Con todo, el PNV podrá conservar el Gobierno cuatro años más, ya que el PSE entrará con toda probabilidad en la coalición que le propondrá Imanol Pradales, candidato a lendakari y sucesor de Íñigo Urkullu. Aunque han pasado años desde el final de la violencia y la izquierda radical ha dado pasos importantes a la hora de pedir perdón a las víctimas en su objetivo de homologarse democráticamente, un pacto entre socialistas vascos y EH Bildu se antoja, a día de hoy, ciencia ficción. Más todavía cuando algunos dirigentes abertzales como Pello Otxandiano siguen secuestrados por el pasado, ya que se niegan a condenar a ETA y a definirla como lo que realmente fue, una sangrienta banda terrorista que llevó un dolor y un sufrimiento inmensos a todo el país. En una entrevista con Aimar Bretos en Hora 25 de la Cadena Ser, Otxandiano, aspirante a la Lehendakaritza (Presidencia) por la coalición heredera de Batasuna, despachó la definición de ETA con un intolerable y chirriante “fue un grupo armado que puede tener diversas consideraciones”. Y añadió en una sentencia que le acompañará siempre: “Hay diferentes puntos de vista de lo que han supuesto los GAL o la violencia del Estado”. Una vez más, aparecía aquella macabra neolengua que, en el pasado, empleaba Batasuna cada vez que se producía un atentado terrorista. Aquel maldito enroque retórico, desalmado y cruel, mientras las demás fuerzas democráticas exigían una condena expresa de la violencia que jamás llegó.

_ _ _ _ _ _ _

§ **Instrucciones**
Enumera a todas las personas que el fragmento sobre la política vasca nombra con nombre y apellido.

§ **Datos extraídos**

_ _ _ _ _ _ _

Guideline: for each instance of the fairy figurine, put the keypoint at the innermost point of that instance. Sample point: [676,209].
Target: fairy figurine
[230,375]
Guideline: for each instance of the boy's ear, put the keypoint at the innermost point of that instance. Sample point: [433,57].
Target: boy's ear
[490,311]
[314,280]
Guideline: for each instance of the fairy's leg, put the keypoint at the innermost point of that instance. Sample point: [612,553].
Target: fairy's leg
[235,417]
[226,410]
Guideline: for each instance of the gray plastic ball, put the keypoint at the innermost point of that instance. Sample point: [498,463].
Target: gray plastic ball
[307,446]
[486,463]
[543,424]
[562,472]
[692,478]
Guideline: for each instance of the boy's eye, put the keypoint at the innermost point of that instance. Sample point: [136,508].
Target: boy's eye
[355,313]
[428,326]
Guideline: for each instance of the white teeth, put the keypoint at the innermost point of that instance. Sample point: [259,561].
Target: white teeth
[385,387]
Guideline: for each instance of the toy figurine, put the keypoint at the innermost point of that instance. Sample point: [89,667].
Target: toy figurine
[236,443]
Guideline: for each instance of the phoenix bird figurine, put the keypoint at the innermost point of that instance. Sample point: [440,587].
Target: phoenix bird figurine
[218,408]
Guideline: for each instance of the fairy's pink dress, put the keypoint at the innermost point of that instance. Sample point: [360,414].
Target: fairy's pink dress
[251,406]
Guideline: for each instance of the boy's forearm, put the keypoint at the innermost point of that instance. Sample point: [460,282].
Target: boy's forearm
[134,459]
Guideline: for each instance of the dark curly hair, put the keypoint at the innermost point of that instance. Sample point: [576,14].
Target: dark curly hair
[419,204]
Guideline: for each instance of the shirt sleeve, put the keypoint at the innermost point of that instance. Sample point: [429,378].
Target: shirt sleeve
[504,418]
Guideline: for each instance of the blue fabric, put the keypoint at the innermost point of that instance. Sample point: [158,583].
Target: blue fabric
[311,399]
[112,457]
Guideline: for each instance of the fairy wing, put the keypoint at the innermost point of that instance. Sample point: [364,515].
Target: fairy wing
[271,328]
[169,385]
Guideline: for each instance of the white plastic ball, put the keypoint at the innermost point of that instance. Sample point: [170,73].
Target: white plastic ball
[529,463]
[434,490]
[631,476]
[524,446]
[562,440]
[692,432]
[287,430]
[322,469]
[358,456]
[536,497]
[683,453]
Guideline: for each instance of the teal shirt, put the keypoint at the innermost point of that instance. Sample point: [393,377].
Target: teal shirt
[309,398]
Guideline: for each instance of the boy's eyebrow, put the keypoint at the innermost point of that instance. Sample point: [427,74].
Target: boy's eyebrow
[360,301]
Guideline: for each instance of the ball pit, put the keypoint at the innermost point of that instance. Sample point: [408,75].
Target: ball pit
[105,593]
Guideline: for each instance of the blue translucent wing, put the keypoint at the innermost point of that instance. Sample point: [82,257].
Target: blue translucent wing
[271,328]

_ _ _ _ _ _ _

§ **Resultado esperado**
Imanol Pradales
Íñigo Urkullu
Pello Otxandiano
Aimar Bretos